Fragmento:

■ ■ ■

Tampoco debería causar extrañeza saber que, según el ranking elaborado por el organismo de estadísticas de la FIFA, el campeonato boliviano se encuentra entre los peores del mundo (94 lugar), una realidad palmaria que -más allá de lo opinables que pueden parecer los métodos de calificación de tal organismo- resulta posible comprobar, sin necesidad de deglutir indigestos índices estadísticos, en las polvorientas exposiciones que ofrece cada jornada liguera.

Por tanto, no es aventurado afirmar que en Bolivia está el peor fútbol del hemisferio sur. Algo que es posible avalar estadísticamente, por sí esta segmentación se mostrase caprichosa a los escépticos ojos de algún desaforado chauvinista.

Si una meditada lectura de las reveladoras ulteriores actuaciones coperas no resultasen lo suficientemente convincentes, habrá que recordar que, en la última edición premundialista, la selección boliviana (pese a sus pirotécnicas victorias sobre Paraguay, Argentina y Brasil) volvió a hacer del sótano su hábitat. Quedó en penúltimo lugar, como ya ocurriera en la ruta hacia Alemania (2006), sólo antecediendo a la depauperada formación peruana, que quedó relegada un punto detrás.

■ ■ ■

Preguntas del material:
1 – Según el texto sobre el fútbol boliviano, ¿qué lugar ocupa el campeonato boliviano en el ranking del organismo de estadísticas de la FIFA?
2 – Retoma el texto sobre el fútbol boliviano y escribe su continuación a partir de la última oración.

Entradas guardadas
■ ■ ■

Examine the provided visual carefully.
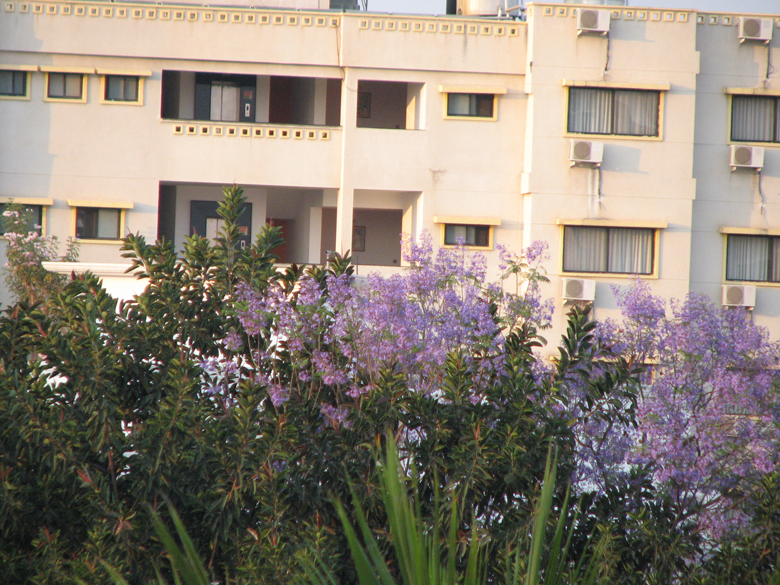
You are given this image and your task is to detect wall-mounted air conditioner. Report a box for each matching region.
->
[561,278,596,301]
[731,144,764,171]
[577,8,609,35]
[738,16,774,43]
[723,284,756,309]
[569,139,604,166]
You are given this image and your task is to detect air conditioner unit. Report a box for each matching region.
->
[569,139,604,166]
[731,144,764,171]
[723,284,756,309]
[561,278,596,301]
[739,16,774,43]
[577,8,609,35]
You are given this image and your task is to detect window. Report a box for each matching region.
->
[563,225,656,274]
[726,234,780,282]
[46,73,86,101]
[193,73,256,122]
[568,87,661,136]
[103,75,140,102]
[68,199,133,241]
[447,93,496,118]
[76,207,123,240]
[731,95,780,142]
[0,203,43,235]
[211,81,240,122]
[0,70,28,97]
[444,224,492,248]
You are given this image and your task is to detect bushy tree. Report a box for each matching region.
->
[0,187,776,585]
[0,203,78,304]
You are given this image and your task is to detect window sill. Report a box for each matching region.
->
[560,270,658,280]
[728,140,780,148]
[439,244,493,252]
[43,96,87,104]
[73,236,125,246]
[444,116,498,122]
[723,278,780,288]
[100,99,144,106]
[563,132,663,142]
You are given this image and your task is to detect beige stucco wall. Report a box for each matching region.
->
[0,0,780,350]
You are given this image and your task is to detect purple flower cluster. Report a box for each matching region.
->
[580,281,780,536]
[225,233,552,424]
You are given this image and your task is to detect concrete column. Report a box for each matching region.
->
[312,77,328,126]
[306,207,322,264]
[255,75,271,123]
[336,66,358,254]
[179,71,195,120]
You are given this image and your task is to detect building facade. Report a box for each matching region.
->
[0,0,780,346]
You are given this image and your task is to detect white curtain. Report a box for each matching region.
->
[569,87,660,136]
[613,90,659,136]
[97,209,121,240]
[726,236,777,281]
[447,93,474,116]
[563,226,608,272]
[211,81,239,122]
[563,226,655,274]
[607,228,654,274]
[569,87,612,134]
[731,95,780,142]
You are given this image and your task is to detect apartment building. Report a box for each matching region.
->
[0,0,780,346]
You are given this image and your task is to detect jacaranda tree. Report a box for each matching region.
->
[0,187,777,585]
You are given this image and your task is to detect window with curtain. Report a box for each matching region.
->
[211,81,239,122]
[444,224,492,248]
[0,71,27,97]
[46,73,84,100]
[726,235,780,282]
[76,207,124,240]
[731,95,780,142]
[104,75,139,102]
[447,93,496,118]
[563,226,656,274]
[568,87,661,136]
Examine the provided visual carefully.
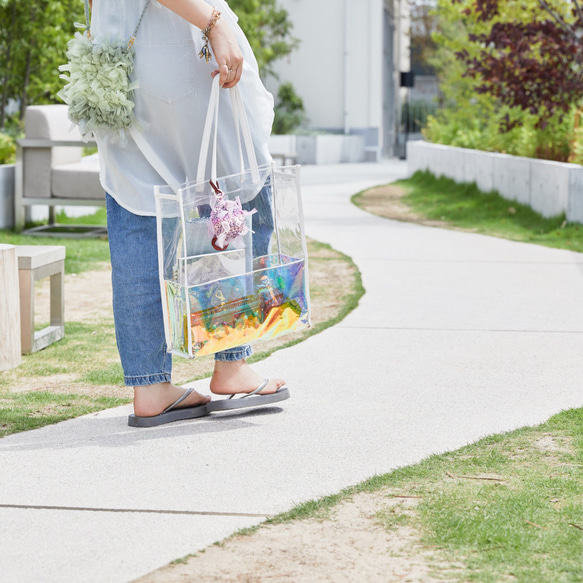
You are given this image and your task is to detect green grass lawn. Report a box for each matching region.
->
[226,409,583,583]
[0,231,364,437]
[396,172,583,252]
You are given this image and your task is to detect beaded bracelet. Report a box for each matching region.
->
[198,9,221,63]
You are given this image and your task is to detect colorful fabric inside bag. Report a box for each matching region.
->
[58,0,150,141]
[156,77,310,358]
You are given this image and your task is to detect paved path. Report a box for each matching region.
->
[0,162,583,583]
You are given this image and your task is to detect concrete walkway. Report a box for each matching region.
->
[0,161,583,583]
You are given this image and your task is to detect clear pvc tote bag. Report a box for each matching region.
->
[155,76,310,358]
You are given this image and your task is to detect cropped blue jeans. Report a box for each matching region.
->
[106,194,253,387]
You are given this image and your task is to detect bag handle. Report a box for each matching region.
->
[196,75,260,191]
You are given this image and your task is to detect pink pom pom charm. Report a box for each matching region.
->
[209,180,257,251]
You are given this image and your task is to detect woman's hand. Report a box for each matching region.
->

■ ■ ■

Respuestas por apartado:
1 – El lugar 94.

2 –
Constatado el ascenso venezolano, las campañas boliviana y peruana compartieron segmentos de lastimera e insondable pobreza, pues, en conjunto, su representación sólo pudo reunir una insignificante cantidad de puntos (producto de siete triunfos y siete empates), frente a la catastrófica suma de 22 derrotas.

Pero, separada de la realidad peruana a nivel de selecciones (que tiende a modificarse a mediano plazo, por la explosiva irrupción de sus equipos en el escenario copero), la radiografía de la coyuntura boliviana es sustancialmente distinta en cuanto hace a clubes, como lo expresa el espectro estadístico de la campaña 2009 y lo que va de 2010: 18 derrotas (ocho en tierra propia), tres empates y ningún triunfo, dejando un escuálido rendimiento del 4.76. Adicionalmente, si como locales sólo se retuvo un catastrófico 9.09% de los puntos, como visitantes el rendimiento se redujo a un escalofriante 0%.

De ese deprimente escenario numérico, imperioso resulta intentar explicar su trama causal.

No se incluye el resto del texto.